━━━ Übungsmaterial

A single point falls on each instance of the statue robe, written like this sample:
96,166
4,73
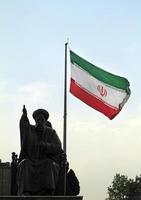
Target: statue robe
38,167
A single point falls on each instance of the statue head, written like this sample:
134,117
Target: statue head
40,116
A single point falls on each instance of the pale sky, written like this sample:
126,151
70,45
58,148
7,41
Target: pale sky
106,33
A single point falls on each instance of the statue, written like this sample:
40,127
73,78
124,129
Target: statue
38,167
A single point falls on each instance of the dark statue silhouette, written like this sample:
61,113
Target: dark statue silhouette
40,167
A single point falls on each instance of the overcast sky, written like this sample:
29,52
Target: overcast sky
106,33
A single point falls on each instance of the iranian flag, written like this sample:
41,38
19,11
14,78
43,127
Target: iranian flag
103,91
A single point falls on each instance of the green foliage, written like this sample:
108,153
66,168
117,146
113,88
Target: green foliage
120,188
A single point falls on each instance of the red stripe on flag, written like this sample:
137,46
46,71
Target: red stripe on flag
92,101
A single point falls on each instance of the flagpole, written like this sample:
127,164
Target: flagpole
65,115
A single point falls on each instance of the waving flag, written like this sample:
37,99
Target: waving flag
103,91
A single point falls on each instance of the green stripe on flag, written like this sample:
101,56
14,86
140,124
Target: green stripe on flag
100,74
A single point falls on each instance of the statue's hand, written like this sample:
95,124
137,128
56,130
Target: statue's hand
24,110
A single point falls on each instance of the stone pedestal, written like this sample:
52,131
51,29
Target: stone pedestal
41,197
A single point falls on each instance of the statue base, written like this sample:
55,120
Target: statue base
41,197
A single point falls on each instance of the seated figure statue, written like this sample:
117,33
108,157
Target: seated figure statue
38,167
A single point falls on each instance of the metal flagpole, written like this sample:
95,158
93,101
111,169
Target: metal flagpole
65,115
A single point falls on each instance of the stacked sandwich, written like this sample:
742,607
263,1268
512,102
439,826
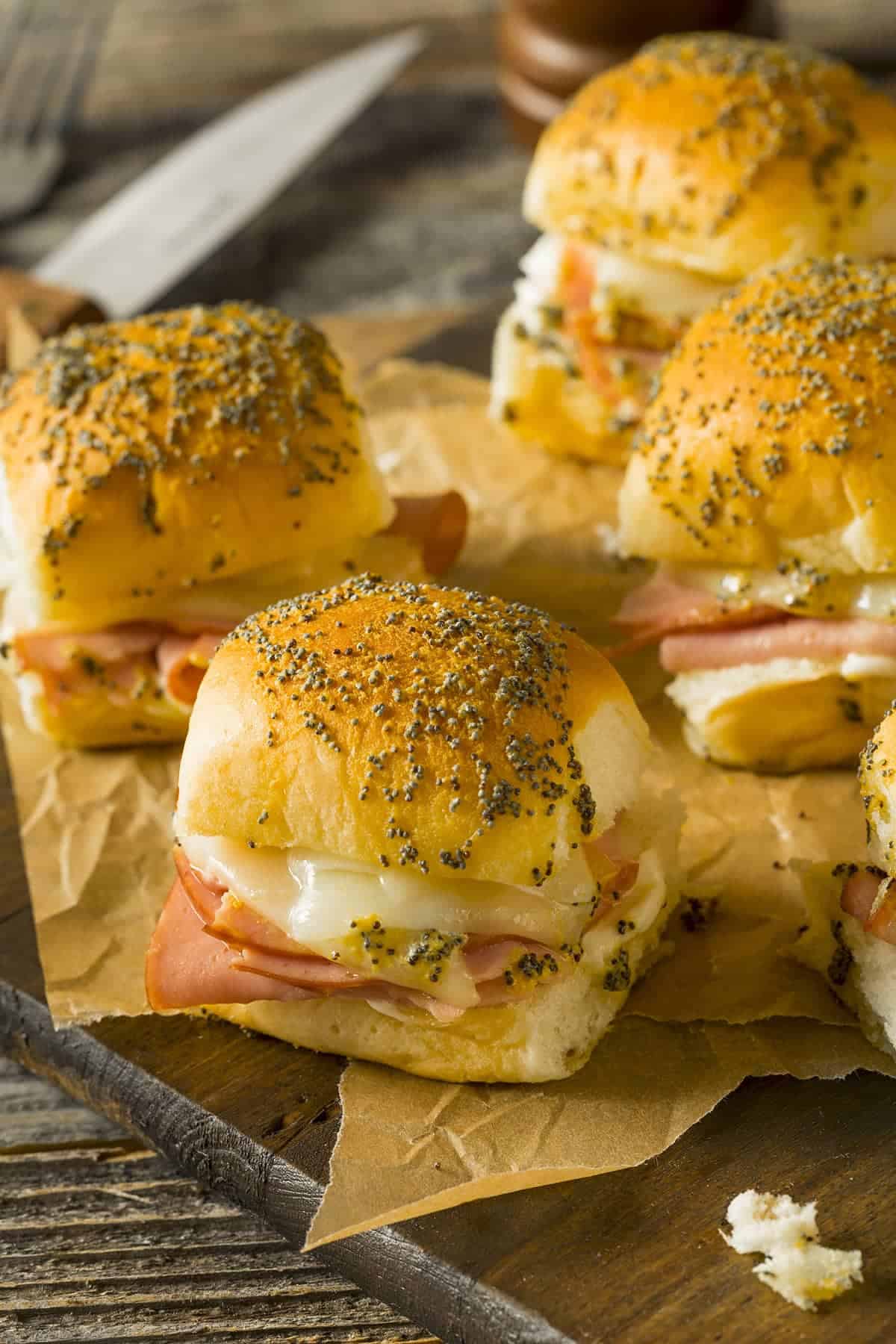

━━━━━━

Gestellte Aufgabe: Kopiere die Datensätze unverändert ab der Zeile mit „A single point falls on each instance of the iranian“ bis einschließlich zum Ende der Datensätze. Lass die Bilder dabei weg.

Lösung der Aufgabe:
A single point falls on each instance of the iranian flag, written like this sample:
41,38
19,11
14,78
43,127
Target: iranian flag
103,91
A single point falls on each instance of the green foliage, written like this sample:
108,153
66,168
117,146
113,88
Target: green foliage
120,188
A single point falls on each instance of the red stripe on flag, written like this sample:
137,46
46,71
Target: red stripe on flag
92,101
A single point falls on each instance of the flagpole, written like this sample:
127,164
Target: flagpole
65,115
A single point falls on each instance of the waving flag, written like this sample:
37,99
Target: waving flag
103,91
A single point falls on each instance of the green stripe on flag, written like this sample:
101,56
14,86
140,124
Target: green stripe on flag
100,74
A single point falls on each instance of the statue's hand, written like this sample:
95,124
137,128
56,130
Target: statue's hand
24,110
A single point falls on each instance of the stone pedestal, written like this sample:
52,131
51,29
Target: stone pedestal
41,197
A single point falls on each instance of the statue base, written like this sample:
55,120
Target: statue base
41,197
A single point falls on each instance of the seated figure statue, written like this sample:
117,33
108,157
Target: seated figure statue
38,167
A single point falls on each instance of the metal flagpole, written like this sample:
95,158
93,101
111,169
Target: metal flagpole
65,115
A single point falls on each instance of the stacked sandwich, written like this sample:
742,607
263,1268
512,102
439,826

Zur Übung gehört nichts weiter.